>> start DATA ENTRIES
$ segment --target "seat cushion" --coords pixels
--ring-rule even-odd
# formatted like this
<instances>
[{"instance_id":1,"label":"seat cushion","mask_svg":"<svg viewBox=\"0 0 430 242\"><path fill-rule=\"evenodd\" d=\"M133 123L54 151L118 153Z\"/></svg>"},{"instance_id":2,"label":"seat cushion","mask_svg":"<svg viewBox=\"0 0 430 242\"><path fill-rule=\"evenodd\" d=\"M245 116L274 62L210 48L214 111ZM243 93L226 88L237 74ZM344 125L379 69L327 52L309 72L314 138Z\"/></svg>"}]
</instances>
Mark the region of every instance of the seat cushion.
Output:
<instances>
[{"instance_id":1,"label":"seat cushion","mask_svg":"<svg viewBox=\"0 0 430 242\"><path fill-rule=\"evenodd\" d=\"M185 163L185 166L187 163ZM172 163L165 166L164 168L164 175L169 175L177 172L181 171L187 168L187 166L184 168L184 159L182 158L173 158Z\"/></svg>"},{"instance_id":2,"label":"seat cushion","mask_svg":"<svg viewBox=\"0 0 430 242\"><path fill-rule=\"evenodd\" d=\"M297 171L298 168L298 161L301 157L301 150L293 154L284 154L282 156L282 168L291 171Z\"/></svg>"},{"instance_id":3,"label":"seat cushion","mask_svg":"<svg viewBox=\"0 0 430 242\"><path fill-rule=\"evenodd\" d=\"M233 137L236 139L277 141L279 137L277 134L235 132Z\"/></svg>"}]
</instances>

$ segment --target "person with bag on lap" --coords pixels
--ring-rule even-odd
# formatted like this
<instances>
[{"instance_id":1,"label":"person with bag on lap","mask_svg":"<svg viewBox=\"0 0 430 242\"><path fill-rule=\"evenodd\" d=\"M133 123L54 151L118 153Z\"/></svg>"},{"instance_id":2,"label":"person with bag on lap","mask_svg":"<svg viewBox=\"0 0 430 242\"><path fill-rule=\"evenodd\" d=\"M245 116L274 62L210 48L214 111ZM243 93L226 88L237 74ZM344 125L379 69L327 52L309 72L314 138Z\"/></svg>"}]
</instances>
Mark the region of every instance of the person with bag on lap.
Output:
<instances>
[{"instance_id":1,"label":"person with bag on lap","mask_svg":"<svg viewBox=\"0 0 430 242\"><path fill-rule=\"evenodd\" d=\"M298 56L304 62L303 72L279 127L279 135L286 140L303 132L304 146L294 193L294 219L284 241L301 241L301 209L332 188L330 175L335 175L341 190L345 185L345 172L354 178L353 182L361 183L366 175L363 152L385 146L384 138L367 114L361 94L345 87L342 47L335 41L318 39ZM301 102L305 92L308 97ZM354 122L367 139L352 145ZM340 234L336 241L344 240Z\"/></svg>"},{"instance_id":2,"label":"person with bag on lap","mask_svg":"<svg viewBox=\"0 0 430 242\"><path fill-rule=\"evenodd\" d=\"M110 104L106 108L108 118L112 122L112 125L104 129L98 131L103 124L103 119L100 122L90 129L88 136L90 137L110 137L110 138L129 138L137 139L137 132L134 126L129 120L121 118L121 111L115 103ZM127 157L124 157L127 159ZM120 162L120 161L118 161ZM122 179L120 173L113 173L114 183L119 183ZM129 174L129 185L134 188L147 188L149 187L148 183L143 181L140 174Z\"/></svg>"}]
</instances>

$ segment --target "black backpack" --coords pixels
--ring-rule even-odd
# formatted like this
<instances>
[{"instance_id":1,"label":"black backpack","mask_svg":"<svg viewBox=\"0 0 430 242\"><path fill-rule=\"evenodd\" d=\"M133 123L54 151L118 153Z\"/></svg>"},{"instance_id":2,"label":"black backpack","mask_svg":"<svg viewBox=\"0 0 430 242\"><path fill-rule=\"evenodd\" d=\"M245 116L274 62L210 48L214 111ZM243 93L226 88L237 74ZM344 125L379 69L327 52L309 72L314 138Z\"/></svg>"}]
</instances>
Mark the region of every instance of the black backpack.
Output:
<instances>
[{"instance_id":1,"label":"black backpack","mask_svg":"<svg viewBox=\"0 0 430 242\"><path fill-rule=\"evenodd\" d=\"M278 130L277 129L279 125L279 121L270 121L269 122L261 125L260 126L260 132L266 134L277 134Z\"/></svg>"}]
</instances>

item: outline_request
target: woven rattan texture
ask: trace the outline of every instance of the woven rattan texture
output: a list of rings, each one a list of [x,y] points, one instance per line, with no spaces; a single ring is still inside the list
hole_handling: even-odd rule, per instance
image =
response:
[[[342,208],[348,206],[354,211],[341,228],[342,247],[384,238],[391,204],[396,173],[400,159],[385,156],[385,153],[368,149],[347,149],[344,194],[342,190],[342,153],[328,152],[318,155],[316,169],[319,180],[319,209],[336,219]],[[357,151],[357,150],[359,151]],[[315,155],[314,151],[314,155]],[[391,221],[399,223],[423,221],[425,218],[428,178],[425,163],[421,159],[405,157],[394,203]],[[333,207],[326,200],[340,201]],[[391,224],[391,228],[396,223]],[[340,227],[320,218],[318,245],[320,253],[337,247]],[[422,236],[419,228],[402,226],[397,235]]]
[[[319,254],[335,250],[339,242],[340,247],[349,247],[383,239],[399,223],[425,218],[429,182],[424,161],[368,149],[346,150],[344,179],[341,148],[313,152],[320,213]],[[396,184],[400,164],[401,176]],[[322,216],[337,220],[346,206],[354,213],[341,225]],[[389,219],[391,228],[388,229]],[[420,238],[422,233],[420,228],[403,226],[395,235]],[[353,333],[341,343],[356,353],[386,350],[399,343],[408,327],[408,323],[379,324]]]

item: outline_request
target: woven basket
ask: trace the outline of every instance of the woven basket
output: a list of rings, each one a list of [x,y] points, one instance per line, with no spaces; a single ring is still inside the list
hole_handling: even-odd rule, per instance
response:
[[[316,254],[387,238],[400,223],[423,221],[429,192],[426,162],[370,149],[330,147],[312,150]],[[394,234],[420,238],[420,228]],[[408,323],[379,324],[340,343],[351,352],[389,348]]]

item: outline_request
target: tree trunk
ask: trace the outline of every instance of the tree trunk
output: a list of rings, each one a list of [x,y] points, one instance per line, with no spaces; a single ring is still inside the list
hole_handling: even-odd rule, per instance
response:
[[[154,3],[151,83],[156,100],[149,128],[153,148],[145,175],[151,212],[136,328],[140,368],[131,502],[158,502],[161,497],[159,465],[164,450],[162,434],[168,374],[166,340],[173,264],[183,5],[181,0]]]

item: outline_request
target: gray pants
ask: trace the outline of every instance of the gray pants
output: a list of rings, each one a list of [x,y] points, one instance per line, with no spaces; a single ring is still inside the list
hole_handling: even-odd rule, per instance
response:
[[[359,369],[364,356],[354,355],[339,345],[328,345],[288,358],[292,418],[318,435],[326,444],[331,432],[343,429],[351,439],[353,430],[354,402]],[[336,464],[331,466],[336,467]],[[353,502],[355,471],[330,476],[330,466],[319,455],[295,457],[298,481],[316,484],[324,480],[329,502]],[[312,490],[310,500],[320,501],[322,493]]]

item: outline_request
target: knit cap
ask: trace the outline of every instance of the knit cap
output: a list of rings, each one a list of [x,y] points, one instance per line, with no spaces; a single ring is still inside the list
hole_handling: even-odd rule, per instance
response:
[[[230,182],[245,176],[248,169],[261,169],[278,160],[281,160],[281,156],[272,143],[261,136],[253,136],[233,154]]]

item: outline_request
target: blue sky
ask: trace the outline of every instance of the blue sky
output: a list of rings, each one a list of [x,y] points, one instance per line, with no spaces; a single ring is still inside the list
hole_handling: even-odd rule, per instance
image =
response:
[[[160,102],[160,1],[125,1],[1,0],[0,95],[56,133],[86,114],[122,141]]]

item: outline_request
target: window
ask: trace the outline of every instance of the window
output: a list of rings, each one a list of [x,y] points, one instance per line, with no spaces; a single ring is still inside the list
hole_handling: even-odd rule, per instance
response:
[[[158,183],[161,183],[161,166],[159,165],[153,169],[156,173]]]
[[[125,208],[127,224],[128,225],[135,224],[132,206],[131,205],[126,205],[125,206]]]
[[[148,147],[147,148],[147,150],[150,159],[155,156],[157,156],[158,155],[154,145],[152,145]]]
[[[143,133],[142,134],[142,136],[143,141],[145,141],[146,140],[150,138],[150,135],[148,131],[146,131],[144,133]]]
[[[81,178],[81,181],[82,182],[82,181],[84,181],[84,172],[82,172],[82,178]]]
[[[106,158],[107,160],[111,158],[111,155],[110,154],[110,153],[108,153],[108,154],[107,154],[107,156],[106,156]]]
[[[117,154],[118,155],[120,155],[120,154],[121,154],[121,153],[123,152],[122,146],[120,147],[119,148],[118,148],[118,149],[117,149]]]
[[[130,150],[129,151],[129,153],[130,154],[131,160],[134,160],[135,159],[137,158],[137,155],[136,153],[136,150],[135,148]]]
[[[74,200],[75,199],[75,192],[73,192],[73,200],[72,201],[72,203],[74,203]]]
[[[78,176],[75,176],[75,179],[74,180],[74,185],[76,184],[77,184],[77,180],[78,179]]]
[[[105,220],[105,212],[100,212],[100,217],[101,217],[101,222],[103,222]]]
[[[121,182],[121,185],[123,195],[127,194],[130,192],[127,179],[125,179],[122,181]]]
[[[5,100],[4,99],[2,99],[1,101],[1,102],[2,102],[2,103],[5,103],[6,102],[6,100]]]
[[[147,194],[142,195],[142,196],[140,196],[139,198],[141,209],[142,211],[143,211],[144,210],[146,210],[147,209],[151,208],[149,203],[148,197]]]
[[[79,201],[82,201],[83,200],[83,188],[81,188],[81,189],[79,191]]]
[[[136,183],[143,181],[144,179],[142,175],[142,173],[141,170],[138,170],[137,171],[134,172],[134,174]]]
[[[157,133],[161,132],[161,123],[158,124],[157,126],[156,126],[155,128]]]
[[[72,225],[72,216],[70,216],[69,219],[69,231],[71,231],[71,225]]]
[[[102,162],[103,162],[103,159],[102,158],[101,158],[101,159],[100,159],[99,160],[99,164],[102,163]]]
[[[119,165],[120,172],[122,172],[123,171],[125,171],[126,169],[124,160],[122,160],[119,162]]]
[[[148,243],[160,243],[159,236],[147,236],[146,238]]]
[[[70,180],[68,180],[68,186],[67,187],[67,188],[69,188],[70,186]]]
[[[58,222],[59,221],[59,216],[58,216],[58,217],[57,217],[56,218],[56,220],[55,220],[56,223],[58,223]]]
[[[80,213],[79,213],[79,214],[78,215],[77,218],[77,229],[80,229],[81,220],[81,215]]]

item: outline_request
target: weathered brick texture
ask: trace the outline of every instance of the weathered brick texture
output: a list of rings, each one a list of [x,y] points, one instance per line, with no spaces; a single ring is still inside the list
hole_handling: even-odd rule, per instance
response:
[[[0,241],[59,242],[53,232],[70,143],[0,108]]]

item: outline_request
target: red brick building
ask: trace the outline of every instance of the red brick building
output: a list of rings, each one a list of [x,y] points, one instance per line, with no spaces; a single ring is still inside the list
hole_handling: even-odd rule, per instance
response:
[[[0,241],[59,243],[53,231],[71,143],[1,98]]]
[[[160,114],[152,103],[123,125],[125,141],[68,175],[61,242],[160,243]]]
>> end DATA ENTRIES
* [WHAT YOU HAVE TO DO] Count the lines in the listing above that contain the string "tree", and give only the number.

* [TASK SOLUTION] 2